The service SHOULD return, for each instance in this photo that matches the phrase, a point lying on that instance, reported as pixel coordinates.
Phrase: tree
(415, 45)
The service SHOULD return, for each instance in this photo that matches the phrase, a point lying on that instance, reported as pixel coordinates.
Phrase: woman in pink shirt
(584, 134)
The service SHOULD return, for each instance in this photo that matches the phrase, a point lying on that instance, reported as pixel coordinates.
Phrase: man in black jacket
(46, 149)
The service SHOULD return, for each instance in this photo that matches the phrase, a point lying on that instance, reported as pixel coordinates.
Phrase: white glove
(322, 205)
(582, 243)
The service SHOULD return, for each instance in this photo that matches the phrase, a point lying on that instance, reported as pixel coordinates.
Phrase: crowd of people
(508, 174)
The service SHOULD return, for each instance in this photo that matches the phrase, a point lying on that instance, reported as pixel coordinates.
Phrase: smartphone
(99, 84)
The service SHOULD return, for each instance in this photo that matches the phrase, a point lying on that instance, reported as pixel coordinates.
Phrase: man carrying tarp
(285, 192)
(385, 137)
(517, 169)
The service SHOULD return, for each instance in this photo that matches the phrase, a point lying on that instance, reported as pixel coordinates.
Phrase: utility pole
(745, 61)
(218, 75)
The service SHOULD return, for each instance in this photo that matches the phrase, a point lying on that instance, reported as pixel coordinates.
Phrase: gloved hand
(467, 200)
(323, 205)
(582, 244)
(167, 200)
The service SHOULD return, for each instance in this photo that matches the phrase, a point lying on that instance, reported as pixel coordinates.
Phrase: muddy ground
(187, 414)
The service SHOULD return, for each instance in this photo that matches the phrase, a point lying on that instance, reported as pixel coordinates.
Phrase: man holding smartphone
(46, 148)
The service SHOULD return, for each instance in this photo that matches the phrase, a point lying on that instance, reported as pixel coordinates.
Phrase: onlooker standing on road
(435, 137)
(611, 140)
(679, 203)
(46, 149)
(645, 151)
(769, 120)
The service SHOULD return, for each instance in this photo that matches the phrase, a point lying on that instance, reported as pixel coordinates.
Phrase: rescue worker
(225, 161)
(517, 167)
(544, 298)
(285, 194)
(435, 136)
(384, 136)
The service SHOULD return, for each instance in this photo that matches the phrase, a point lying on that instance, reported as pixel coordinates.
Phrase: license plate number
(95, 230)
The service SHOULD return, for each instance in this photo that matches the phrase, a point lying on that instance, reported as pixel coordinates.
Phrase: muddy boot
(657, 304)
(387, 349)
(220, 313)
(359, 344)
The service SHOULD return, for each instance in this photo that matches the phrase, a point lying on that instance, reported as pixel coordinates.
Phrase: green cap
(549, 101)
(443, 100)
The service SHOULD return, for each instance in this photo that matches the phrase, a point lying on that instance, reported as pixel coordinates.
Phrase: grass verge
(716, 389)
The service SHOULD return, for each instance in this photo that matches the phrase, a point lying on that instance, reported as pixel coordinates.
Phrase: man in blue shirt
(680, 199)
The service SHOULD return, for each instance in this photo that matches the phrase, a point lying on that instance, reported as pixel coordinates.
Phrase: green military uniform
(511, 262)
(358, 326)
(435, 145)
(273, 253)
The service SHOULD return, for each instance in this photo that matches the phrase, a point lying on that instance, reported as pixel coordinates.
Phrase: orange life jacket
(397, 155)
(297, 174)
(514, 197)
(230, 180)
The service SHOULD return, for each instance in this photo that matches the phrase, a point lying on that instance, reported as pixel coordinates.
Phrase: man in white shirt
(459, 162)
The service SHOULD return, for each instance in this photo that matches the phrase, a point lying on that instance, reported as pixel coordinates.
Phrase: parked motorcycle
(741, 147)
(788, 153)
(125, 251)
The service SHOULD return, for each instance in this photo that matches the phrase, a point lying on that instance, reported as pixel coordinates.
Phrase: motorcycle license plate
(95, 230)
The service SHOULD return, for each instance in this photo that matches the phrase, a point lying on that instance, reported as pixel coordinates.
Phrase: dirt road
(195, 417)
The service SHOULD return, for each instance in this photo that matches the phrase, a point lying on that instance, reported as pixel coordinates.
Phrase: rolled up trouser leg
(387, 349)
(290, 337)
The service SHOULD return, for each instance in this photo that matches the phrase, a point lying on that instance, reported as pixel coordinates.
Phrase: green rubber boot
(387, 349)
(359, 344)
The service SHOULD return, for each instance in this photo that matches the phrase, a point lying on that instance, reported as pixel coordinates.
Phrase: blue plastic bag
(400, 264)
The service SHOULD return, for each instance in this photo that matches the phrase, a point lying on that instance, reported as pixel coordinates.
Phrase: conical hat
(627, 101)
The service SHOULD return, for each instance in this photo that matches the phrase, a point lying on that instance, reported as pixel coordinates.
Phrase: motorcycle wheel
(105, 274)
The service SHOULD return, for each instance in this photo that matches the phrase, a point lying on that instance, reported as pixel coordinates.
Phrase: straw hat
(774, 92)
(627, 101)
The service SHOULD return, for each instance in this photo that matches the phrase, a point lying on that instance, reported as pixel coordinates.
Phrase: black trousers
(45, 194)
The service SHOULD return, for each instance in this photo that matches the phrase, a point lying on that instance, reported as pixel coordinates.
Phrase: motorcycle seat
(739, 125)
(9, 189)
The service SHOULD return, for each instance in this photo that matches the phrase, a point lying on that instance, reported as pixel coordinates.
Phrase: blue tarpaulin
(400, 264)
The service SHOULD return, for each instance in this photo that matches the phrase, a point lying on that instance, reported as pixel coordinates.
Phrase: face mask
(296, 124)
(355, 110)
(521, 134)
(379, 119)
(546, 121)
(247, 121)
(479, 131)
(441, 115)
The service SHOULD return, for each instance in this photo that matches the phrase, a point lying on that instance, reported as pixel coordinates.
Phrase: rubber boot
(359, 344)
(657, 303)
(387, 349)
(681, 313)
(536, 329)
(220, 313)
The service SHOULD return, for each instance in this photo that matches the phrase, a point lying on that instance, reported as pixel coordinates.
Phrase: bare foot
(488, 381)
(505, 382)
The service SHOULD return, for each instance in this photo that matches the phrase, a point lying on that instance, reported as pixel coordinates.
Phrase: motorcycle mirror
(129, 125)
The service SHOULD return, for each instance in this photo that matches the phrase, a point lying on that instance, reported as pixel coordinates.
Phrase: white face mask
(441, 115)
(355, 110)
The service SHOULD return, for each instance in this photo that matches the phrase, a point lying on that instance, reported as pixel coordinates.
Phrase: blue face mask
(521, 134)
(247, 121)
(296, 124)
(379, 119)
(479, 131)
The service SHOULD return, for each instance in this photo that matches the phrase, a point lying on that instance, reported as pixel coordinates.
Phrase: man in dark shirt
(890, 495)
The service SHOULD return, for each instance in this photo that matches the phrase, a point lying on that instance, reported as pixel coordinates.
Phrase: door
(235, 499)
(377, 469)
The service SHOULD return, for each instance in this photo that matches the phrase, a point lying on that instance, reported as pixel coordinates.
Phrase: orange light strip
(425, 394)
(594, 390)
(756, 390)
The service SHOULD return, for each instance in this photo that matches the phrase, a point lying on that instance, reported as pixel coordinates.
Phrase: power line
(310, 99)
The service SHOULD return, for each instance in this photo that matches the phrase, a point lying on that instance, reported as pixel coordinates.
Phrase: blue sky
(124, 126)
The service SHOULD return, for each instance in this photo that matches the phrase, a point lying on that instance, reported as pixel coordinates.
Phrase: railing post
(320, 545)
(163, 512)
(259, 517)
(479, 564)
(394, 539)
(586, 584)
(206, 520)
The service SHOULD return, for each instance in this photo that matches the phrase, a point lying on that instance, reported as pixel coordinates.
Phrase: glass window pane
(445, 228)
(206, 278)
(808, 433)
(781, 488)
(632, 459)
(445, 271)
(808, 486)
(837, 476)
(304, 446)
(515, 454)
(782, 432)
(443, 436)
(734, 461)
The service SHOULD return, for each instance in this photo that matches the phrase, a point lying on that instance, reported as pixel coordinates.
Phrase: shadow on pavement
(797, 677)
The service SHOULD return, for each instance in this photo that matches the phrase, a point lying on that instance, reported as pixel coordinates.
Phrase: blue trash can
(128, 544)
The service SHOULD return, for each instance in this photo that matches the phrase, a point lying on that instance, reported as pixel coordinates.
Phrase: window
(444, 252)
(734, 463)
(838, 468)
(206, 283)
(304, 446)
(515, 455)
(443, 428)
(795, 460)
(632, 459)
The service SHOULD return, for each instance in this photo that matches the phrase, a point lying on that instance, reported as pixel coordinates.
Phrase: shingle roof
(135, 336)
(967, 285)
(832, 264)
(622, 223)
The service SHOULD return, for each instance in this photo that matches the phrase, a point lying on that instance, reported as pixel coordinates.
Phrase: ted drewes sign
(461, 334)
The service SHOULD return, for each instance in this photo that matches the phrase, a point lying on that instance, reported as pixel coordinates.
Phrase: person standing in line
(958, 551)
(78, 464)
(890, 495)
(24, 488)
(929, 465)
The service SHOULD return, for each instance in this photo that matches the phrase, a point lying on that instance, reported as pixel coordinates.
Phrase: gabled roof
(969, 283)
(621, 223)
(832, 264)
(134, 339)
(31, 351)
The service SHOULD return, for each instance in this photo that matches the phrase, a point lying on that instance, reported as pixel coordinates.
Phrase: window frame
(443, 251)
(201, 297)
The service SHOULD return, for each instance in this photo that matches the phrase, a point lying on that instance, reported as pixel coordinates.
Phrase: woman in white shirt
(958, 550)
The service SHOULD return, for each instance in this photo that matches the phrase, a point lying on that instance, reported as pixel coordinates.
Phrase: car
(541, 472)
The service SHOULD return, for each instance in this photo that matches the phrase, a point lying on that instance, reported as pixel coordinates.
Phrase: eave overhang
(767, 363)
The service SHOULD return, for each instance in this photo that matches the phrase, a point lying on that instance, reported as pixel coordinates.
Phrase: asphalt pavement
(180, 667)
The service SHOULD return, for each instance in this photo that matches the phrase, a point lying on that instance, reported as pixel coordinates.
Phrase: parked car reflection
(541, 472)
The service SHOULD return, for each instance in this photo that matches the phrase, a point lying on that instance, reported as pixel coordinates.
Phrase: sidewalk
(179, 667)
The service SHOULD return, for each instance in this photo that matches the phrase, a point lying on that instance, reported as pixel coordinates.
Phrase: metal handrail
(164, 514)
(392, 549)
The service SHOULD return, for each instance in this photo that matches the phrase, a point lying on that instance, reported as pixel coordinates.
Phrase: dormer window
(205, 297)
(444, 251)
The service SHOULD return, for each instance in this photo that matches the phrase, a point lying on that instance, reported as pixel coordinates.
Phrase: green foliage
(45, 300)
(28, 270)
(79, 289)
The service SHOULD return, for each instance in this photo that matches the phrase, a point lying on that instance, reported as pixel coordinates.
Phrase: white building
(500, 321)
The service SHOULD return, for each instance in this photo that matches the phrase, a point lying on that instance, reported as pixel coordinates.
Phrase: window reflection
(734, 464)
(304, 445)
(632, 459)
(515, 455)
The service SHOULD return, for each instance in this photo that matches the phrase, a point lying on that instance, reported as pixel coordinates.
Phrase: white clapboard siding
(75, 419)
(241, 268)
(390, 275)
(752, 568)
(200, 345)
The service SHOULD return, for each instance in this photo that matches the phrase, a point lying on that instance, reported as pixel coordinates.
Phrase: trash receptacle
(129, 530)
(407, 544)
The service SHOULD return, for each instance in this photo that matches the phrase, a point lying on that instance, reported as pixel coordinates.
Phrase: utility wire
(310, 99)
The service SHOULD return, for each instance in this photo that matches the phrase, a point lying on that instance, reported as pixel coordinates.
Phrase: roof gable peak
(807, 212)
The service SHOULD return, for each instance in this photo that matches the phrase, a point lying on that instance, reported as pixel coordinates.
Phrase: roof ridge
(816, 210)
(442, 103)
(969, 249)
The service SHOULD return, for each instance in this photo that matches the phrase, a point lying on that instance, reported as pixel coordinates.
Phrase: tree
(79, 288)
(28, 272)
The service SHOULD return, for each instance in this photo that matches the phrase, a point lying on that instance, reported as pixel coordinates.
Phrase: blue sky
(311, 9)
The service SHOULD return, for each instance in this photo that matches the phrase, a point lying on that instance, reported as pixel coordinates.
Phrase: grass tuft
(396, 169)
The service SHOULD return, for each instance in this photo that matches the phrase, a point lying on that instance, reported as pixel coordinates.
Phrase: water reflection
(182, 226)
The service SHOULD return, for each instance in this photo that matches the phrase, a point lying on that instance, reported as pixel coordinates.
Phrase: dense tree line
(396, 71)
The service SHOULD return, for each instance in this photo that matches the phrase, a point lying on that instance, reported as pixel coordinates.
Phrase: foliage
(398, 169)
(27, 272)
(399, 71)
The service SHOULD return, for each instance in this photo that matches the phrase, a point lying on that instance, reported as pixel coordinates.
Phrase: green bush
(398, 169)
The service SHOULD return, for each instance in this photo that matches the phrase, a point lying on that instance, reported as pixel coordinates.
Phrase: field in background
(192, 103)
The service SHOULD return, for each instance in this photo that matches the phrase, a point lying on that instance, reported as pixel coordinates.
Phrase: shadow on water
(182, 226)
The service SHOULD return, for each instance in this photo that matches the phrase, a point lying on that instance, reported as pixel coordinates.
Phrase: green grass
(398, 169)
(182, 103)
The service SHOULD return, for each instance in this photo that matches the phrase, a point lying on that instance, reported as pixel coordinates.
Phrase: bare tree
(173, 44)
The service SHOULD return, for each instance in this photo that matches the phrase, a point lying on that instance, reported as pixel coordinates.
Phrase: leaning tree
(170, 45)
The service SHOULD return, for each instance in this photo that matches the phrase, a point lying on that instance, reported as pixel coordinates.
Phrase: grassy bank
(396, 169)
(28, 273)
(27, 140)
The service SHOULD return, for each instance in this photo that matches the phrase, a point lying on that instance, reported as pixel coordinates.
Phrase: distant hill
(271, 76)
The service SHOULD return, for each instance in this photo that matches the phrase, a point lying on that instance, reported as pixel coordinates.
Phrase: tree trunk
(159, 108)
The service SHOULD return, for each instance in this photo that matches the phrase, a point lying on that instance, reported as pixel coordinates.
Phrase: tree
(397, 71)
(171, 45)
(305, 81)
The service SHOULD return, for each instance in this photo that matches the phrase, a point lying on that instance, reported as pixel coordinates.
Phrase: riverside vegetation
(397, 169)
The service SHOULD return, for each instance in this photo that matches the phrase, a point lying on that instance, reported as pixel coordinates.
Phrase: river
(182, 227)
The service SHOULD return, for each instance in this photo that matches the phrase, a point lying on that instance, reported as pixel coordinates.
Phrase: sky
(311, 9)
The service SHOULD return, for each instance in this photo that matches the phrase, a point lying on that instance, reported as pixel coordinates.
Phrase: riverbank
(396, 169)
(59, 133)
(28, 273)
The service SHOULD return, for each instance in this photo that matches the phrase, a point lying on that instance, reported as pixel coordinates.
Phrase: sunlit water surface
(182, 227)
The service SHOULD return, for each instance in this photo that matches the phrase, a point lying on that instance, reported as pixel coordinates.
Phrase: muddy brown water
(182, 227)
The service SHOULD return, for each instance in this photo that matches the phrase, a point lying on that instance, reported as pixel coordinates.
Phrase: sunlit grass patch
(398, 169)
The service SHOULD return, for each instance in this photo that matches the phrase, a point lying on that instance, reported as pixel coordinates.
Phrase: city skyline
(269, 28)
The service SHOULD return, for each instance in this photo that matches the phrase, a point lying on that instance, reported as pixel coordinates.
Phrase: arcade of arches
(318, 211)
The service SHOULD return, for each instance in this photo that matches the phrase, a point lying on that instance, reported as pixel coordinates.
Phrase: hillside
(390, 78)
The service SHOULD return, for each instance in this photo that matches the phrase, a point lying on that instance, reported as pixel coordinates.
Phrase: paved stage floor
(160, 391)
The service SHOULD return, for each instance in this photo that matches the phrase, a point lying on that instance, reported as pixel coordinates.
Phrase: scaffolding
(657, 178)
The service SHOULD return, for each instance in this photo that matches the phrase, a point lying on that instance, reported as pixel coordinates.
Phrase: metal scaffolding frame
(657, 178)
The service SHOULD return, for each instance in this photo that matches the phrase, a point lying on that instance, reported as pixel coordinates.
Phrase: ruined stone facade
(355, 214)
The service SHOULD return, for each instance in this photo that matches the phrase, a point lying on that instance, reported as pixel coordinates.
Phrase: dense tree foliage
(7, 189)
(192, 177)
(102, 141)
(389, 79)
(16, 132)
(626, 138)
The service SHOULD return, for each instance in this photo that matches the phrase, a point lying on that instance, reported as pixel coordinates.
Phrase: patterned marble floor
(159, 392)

# # #

Gather every line in the records above that contains the word "sunlit" and copy each one unchanged.

* THE RESULT *
Phrase: sunlit water surface
Phrase: sunlit grass patch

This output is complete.